[Start DATA]
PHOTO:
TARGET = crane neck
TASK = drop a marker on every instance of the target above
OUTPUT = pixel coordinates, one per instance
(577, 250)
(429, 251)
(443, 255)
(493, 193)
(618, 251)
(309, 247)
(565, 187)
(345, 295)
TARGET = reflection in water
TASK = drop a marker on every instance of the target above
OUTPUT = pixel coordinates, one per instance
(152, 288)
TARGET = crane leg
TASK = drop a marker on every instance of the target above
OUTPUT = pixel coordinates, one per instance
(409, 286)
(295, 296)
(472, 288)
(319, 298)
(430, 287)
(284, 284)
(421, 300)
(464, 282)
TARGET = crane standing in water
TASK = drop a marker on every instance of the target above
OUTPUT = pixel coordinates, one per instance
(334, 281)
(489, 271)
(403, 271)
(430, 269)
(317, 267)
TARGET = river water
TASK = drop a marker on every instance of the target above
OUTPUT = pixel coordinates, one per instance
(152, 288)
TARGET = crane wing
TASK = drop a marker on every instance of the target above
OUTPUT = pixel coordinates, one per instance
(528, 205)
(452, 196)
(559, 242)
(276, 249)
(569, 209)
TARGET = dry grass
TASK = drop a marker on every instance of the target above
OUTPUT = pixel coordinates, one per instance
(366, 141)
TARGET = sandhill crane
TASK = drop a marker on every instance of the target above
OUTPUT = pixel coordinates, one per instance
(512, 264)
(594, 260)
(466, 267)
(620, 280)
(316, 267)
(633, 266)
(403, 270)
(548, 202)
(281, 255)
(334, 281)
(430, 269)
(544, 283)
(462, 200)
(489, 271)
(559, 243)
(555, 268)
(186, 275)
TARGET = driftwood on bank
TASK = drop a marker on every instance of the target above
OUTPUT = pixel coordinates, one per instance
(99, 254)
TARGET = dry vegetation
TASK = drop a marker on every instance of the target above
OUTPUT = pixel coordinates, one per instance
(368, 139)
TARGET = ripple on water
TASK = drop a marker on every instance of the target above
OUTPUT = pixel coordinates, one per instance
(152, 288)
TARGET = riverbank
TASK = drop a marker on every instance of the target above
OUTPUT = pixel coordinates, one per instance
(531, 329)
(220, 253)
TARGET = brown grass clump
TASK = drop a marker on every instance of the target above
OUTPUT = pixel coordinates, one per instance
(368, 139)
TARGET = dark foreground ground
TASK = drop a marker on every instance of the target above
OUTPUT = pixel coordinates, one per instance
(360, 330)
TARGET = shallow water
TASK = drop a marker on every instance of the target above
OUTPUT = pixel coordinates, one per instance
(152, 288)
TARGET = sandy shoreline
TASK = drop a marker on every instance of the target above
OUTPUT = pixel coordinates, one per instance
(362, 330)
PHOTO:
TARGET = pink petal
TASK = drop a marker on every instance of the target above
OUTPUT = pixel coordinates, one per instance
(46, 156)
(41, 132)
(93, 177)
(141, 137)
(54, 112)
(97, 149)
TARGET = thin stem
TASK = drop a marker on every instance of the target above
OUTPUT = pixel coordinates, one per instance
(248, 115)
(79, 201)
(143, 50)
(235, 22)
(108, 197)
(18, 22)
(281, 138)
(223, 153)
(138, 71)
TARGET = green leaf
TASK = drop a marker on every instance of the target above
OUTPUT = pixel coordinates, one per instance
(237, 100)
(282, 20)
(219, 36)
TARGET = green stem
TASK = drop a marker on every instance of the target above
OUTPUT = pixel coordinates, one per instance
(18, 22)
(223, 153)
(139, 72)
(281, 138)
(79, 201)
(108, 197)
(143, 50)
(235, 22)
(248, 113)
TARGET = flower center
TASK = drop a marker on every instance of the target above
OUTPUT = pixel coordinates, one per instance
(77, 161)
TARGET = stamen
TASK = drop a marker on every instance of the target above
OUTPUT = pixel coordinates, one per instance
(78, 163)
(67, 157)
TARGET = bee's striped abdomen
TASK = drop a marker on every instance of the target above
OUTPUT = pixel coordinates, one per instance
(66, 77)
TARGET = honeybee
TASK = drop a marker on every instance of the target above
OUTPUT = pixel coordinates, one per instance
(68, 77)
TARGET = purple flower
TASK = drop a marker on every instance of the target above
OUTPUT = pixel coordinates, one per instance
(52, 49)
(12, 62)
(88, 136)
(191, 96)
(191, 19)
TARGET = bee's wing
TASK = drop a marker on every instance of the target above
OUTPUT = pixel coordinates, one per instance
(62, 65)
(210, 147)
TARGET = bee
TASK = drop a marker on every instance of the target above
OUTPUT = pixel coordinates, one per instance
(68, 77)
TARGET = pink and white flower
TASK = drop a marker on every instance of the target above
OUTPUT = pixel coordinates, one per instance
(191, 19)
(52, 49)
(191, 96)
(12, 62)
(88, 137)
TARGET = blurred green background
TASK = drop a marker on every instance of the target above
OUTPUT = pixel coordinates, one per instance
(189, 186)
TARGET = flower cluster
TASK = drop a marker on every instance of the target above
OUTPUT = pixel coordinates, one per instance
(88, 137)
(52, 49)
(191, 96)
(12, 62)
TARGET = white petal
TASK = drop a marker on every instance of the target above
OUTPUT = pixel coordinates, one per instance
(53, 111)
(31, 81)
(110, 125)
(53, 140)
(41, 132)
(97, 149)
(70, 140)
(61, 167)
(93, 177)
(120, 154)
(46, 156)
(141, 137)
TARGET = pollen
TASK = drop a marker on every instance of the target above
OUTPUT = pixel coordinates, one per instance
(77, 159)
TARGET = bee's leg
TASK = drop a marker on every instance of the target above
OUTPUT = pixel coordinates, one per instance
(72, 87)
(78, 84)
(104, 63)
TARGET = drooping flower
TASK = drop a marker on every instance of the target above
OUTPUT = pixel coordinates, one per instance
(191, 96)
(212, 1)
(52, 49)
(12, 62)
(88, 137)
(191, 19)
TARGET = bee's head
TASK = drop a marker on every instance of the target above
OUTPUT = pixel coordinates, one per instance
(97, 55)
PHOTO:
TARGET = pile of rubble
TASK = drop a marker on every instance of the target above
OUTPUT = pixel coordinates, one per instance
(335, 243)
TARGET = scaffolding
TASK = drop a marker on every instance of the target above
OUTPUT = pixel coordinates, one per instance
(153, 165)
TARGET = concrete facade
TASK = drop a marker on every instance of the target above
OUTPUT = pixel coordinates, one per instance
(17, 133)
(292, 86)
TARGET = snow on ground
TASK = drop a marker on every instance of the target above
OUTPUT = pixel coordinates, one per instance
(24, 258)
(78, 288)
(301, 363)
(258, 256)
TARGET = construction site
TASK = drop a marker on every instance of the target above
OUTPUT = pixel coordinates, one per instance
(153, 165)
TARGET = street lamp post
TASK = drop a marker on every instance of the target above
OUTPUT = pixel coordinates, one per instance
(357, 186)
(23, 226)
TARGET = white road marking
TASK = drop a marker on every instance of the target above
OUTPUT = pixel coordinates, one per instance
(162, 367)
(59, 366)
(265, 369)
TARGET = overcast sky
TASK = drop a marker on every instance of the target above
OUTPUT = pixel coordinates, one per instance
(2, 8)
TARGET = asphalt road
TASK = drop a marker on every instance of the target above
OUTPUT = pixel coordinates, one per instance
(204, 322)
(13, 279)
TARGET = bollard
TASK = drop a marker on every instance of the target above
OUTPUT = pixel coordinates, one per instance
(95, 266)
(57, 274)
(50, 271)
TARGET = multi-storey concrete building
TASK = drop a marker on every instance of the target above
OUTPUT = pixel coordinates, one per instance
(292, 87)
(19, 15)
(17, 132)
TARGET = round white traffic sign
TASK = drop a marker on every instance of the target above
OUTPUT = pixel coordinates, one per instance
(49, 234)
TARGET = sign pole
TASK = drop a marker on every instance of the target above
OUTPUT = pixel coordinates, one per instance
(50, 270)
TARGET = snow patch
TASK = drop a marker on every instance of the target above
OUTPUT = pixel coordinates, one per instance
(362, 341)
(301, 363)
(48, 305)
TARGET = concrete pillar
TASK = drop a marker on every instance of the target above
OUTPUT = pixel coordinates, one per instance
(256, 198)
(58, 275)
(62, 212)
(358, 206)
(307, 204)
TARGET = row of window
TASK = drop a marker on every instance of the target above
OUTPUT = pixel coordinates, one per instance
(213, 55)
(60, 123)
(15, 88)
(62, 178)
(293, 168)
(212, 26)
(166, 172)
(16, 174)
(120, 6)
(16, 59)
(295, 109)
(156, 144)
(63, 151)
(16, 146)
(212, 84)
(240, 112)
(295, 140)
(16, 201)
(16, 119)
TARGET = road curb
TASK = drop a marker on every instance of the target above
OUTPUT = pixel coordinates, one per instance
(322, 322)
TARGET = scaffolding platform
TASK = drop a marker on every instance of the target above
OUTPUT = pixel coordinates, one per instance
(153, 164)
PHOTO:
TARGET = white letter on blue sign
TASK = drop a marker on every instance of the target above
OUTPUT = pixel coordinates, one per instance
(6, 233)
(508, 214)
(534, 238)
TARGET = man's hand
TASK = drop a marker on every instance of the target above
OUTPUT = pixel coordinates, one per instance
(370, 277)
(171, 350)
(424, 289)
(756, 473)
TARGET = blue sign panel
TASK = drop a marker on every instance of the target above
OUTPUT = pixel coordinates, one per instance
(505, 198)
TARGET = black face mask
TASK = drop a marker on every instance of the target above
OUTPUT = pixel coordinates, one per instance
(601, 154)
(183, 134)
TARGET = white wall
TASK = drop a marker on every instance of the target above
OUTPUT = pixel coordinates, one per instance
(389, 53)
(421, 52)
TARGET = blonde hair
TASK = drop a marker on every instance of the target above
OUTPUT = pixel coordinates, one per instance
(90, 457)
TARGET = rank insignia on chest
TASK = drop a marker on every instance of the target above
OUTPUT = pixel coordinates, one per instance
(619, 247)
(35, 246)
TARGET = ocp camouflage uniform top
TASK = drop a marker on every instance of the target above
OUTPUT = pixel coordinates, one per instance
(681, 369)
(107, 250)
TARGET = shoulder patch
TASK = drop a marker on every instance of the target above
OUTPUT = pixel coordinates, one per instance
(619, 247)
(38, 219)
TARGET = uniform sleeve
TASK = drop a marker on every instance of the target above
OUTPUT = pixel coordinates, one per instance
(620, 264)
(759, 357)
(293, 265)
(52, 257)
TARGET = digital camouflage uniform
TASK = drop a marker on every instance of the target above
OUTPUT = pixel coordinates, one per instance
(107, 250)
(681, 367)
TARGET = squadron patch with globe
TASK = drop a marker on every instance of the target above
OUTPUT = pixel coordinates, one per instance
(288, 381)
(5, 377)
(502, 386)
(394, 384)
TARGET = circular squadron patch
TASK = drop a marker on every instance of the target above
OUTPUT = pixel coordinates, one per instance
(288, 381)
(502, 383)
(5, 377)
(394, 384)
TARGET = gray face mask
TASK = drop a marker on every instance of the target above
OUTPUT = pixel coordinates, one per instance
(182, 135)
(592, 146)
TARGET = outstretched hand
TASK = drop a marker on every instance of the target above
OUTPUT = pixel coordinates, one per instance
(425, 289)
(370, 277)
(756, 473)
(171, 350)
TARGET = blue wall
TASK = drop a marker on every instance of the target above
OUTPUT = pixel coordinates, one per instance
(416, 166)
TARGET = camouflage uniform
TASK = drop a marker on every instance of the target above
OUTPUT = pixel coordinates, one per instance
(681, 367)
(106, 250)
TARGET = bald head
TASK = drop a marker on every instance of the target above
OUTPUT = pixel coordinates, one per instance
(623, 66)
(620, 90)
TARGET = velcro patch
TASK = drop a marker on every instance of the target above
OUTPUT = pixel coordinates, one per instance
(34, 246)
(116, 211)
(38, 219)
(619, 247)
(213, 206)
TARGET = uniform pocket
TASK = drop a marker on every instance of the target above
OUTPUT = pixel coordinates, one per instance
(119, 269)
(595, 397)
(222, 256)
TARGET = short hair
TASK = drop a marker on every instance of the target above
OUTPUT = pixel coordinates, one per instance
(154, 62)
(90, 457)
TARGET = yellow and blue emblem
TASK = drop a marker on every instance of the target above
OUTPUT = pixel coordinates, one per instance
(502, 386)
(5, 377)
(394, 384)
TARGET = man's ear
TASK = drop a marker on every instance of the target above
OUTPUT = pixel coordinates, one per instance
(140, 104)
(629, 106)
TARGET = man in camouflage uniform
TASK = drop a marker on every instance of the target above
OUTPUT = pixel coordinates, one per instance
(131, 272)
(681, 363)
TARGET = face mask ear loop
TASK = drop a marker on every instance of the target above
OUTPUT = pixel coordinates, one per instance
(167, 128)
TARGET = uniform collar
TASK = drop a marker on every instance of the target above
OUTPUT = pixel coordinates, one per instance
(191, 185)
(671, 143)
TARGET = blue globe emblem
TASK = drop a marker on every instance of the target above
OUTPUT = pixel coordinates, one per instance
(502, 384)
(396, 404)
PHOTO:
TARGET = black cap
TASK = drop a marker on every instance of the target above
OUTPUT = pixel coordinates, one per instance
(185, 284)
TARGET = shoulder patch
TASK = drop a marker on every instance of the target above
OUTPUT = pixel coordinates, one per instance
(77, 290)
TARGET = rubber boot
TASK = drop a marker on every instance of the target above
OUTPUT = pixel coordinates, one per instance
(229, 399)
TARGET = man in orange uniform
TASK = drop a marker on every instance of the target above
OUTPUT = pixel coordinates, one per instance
[End DATA]
### [REQUEST]
Give back the lines above exactly, from the one with "TARGET = rubber boot" through the last line.

### [ANSWER TO THE PROBLEM]
TARGET = rubber boot
TASK = drop a marker on every instance of the target above
OUTPUT = pixel coordinates, one per instance
(229, 399)
TARGET = man in orange uniform
TASK = drop a marker on every instance of the target above
OUTPUT = pixel coordinates, one per instance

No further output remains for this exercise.